## [SHORT EXERCISE]
Collect every line of the material below that contains the word "concrete".

## [RECORDS SUPPLIED]
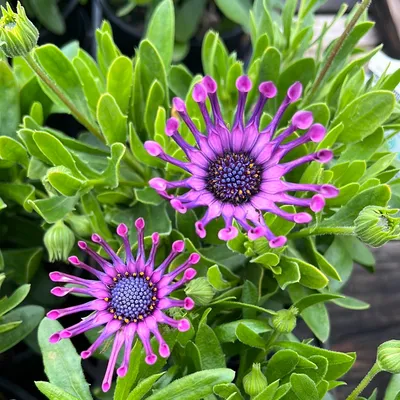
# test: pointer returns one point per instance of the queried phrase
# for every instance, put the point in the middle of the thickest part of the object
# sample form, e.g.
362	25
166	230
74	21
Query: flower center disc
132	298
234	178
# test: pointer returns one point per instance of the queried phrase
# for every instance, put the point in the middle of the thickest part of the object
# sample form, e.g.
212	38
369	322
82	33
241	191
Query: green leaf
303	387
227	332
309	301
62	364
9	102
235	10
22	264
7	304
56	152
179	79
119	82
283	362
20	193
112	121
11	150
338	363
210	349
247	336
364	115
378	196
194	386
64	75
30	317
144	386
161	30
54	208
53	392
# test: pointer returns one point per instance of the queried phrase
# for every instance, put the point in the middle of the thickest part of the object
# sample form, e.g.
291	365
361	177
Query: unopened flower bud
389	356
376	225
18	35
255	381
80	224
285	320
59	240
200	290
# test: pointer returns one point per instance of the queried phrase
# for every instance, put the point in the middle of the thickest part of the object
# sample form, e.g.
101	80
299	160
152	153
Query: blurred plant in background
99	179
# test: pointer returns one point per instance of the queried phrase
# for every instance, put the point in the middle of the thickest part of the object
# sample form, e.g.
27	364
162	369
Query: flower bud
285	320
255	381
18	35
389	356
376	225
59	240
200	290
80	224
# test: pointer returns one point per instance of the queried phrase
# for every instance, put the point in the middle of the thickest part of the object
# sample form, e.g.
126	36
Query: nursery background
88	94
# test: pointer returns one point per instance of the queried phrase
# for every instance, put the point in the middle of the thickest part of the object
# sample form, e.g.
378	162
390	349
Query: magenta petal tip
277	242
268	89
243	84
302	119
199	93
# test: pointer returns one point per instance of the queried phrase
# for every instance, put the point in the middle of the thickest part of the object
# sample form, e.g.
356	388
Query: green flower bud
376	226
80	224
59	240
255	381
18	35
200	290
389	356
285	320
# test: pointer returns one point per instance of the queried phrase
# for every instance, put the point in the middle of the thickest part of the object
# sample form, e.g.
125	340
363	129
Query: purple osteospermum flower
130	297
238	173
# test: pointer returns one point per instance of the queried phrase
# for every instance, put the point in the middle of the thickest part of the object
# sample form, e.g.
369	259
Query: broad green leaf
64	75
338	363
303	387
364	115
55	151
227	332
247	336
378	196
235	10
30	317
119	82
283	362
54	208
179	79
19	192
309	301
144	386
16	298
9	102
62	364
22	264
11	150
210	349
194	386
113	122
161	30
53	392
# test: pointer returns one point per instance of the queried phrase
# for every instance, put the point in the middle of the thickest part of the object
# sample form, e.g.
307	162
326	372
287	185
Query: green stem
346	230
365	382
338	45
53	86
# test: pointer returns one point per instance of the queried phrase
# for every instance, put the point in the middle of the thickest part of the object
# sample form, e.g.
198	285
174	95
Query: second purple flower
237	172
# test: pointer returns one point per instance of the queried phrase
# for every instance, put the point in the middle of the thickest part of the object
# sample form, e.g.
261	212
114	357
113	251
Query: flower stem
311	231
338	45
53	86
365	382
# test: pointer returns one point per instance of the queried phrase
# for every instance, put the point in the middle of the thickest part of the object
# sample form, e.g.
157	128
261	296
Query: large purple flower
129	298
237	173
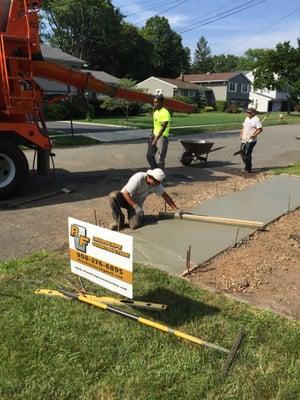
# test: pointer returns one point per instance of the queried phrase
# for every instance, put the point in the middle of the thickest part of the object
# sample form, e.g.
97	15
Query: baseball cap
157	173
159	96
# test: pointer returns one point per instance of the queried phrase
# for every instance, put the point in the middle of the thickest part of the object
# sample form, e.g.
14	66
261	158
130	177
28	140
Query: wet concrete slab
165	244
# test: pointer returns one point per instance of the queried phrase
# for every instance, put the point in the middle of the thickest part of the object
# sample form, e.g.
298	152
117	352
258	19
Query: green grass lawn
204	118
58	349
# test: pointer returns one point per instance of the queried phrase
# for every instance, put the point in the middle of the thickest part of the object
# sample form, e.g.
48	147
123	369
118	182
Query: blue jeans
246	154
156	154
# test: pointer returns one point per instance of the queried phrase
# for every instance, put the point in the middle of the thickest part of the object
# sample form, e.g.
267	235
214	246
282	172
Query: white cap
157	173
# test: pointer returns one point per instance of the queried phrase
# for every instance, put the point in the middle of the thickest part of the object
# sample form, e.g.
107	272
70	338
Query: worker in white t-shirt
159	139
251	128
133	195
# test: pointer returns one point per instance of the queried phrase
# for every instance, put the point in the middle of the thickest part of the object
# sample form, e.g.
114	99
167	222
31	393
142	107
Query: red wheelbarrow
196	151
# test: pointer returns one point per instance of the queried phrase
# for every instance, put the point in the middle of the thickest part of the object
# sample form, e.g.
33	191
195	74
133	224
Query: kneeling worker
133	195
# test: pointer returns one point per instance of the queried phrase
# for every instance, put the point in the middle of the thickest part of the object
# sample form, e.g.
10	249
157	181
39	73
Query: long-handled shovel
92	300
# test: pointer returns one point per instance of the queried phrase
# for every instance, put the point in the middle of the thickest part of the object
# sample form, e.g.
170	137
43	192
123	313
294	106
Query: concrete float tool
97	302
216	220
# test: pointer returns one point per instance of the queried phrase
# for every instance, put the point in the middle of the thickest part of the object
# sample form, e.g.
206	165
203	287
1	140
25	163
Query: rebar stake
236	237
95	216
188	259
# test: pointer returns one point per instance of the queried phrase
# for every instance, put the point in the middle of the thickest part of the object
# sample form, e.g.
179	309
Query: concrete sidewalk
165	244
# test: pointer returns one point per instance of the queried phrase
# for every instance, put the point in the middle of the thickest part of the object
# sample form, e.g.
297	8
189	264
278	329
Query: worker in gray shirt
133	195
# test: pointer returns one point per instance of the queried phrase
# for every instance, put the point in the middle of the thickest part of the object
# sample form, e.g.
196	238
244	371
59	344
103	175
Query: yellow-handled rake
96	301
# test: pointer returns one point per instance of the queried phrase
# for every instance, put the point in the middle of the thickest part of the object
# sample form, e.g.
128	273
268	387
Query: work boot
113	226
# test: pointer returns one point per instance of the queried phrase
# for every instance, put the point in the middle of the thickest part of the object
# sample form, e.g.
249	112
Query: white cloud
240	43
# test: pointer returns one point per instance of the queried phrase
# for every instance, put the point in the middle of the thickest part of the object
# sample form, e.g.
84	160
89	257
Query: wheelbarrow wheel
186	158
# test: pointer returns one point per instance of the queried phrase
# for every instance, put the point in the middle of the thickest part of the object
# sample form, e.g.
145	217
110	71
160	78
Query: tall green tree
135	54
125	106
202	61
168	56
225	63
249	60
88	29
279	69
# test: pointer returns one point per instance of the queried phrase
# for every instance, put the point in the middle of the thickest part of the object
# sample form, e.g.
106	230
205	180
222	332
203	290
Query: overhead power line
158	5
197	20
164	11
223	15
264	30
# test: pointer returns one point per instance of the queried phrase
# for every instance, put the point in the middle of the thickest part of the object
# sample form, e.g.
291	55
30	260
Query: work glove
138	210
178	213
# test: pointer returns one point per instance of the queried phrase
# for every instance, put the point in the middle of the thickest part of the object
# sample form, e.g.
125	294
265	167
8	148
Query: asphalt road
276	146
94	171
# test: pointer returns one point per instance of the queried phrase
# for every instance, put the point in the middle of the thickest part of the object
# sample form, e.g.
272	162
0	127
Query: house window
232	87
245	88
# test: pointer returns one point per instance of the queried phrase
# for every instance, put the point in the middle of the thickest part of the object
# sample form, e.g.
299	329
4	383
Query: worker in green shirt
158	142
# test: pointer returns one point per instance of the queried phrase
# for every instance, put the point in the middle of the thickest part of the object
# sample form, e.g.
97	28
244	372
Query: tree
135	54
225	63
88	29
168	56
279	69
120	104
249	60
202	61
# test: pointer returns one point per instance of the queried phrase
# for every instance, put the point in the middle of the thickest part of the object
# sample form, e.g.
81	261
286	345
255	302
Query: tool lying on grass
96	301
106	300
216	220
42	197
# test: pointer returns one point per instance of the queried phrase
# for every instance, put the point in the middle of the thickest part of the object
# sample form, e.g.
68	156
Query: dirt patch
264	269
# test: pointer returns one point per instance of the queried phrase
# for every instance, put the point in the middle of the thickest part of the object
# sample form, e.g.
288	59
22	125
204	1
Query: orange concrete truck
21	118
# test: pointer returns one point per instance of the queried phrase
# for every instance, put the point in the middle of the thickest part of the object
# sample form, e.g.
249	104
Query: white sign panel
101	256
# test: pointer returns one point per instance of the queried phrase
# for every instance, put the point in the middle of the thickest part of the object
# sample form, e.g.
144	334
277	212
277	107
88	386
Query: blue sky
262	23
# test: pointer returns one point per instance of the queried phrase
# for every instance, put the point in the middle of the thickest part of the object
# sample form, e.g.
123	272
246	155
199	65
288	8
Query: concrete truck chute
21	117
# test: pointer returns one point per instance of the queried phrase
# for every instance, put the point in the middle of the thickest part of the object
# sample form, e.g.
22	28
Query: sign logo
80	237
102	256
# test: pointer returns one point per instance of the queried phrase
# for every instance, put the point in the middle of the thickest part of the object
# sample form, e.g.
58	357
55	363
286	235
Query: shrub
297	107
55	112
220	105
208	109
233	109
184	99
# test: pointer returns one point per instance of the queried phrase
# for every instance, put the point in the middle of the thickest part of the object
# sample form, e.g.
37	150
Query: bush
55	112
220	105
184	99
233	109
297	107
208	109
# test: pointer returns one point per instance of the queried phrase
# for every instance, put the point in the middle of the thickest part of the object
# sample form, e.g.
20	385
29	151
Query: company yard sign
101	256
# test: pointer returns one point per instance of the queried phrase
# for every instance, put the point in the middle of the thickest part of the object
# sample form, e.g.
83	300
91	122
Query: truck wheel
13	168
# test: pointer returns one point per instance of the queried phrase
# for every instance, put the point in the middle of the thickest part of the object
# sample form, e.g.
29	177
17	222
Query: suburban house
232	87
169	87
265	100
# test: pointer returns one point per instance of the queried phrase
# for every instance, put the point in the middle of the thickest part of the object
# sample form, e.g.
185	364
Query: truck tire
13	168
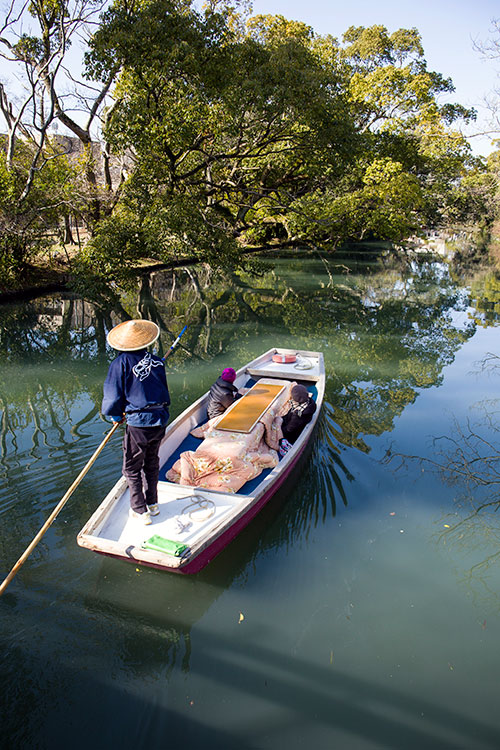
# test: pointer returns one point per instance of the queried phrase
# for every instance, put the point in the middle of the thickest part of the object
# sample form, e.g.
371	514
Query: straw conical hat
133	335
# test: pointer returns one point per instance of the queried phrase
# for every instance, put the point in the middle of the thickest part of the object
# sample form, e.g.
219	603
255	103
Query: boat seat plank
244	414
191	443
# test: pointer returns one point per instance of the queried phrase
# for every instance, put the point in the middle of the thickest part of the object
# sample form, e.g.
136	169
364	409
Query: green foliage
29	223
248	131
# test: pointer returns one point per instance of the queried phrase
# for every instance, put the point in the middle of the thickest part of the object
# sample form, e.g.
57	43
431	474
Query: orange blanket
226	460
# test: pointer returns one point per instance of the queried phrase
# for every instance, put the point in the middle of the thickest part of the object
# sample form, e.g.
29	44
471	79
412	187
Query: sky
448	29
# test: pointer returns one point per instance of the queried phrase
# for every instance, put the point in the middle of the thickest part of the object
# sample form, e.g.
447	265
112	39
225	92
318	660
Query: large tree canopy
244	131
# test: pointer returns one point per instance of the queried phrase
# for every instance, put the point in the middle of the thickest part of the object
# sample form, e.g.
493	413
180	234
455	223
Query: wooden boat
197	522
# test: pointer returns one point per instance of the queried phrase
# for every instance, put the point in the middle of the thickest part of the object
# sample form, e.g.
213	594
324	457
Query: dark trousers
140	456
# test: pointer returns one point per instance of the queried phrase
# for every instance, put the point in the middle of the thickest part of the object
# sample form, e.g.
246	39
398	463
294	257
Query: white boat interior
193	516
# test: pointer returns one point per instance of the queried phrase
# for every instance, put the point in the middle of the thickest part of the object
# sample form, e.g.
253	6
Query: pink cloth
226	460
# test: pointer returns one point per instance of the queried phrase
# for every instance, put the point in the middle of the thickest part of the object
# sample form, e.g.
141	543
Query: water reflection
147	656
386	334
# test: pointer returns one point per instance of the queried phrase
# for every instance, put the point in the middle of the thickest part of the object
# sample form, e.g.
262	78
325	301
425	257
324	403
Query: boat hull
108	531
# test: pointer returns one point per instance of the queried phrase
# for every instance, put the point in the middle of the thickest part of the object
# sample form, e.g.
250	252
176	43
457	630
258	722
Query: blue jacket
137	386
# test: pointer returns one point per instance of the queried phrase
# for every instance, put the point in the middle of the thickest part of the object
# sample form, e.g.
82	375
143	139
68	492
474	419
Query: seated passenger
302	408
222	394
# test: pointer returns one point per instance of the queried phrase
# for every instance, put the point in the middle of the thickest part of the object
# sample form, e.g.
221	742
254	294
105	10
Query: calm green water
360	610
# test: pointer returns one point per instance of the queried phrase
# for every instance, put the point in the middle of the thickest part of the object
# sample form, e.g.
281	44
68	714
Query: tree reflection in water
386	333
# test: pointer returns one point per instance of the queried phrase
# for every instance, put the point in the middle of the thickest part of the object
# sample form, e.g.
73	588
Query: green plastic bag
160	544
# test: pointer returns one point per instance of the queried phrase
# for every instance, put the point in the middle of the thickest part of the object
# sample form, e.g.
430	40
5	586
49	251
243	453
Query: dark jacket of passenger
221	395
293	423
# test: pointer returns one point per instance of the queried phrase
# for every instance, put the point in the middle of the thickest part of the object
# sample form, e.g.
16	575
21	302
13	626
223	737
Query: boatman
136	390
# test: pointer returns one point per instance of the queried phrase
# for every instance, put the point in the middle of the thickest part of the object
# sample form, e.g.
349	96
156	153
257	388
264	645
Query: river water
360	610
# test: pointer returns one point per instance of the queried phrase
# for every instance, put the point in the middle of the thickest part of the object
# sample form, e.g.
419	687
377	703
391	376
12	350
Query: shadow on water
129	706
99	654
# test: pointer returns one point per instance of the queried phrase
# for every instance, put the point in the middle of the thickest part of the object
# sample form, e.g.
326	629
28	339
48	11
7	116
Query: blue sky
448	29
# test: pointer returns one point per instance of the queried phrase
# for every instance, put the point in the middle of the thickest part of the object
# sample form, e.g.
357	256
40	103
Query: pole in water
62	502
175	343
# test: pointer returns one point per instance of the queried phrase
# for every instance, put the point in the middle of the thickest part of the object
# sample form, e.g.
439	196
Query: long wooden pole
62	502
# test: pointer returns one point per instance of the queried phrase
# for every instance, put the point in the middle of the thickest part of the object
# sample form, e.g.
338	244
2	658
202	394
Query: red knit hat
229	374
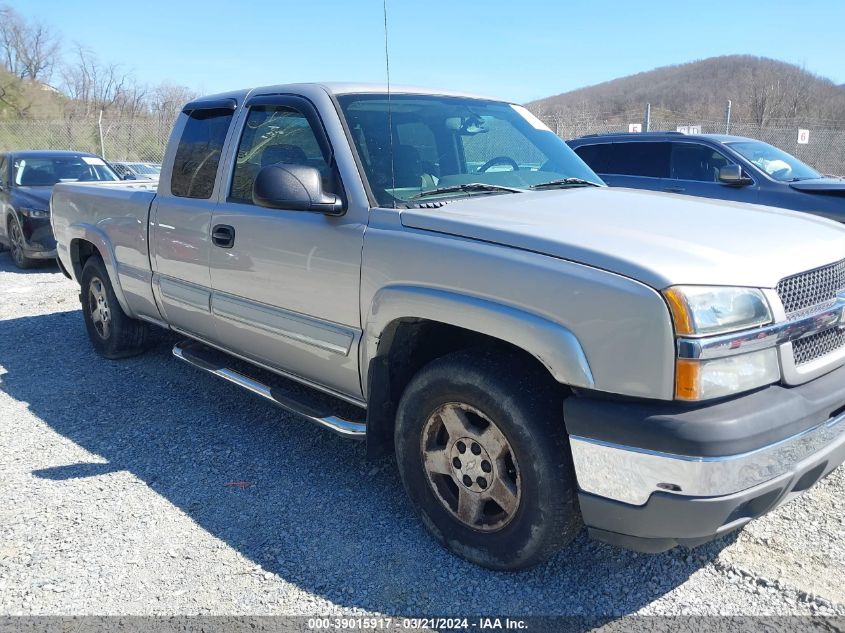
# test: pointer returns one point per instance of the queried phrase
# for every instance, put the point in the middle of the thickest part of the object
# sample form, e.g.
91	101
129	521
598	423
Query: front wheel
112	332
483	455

## [COMPLETED EXERCISE]
Query: wet concrete slab
Query: concrete float tool
Query: concrete sidewalk
Query: orange concrete truck
Query: concrete truck chute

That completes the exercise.